→ What the task requires
In the data below, write out again the lines starting with the line containing "Each instance of the cyclist" and going on through the line containing "[[781, 287]]". Swap "cyclist" for "bike rider" and leave everything else unchanged.

─── Extracted material ───

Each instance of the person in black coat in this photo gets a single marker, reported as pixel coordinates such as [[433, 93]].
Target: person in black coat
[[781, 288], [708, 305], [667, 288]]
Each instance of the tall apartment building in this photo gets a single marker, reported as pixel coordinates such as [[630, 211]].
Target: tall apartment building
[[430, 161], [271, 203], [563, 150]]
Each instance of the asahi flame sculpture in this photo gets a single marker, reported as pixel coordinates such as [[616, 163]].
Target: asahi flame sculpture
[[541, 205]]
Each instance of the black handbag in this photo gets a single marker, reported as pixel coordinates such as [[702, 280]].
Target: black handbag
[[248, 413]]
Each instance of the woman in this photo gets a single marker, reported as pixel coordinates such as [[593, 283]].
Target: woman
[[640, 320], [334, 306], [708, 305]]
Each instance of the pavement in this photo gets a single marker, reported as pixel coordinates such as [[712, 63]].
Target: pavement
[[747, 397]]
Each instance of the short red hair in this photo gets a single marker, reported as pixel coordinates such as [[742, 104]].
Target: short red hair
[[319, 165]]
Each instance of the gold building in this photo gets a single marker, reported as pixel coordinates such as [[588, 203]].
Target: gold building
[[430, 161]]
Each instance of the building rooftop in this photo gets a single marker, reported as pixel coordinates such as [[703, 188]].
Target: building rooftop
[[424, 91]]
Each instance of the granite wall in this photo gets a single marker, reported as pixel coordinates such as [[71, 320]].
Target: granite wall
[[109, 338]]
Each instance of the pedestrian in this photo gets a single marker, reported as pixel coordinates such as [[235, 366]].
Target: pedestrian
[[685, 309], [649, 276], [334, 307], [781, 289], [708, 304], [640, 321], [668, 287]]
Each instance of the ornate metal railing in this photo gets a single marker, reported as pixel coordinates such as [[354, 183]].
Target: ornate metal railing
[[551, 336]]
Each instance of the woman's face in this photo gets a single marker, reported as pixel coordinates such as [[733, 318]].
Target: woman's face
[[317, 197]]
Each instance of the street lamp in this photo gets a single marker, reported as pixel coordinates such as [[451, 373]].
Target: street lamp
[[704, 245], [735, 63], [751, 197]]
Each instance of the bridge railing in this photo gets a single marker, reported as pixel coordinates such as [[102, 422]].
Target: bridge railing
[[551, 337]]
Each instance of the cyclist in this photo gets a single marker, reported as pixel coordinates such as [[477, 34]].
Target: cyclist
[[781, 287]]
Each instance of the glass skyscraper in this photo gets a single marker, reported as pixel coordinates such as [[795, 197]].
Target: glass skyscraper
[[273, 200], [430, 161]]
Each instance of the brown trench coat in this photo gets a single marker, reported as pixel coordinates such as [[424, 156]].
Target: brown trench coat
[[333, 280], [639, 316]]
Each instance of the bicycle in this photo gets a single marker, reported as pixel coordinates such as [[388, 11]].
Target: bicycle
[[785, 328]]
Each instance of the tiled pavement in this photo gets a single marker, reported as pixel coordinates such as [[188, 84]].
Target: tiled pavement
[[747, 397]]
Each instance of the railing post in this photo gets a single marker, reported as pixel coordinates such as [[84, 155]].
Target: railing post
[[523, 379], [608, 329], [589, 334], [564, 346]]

───

→ Answer below
Each instance of the bike rider in this photo gets a single marker, reported as pixel coordinates such as [[477, 34]].
Target: bike rider
[[781, 287]]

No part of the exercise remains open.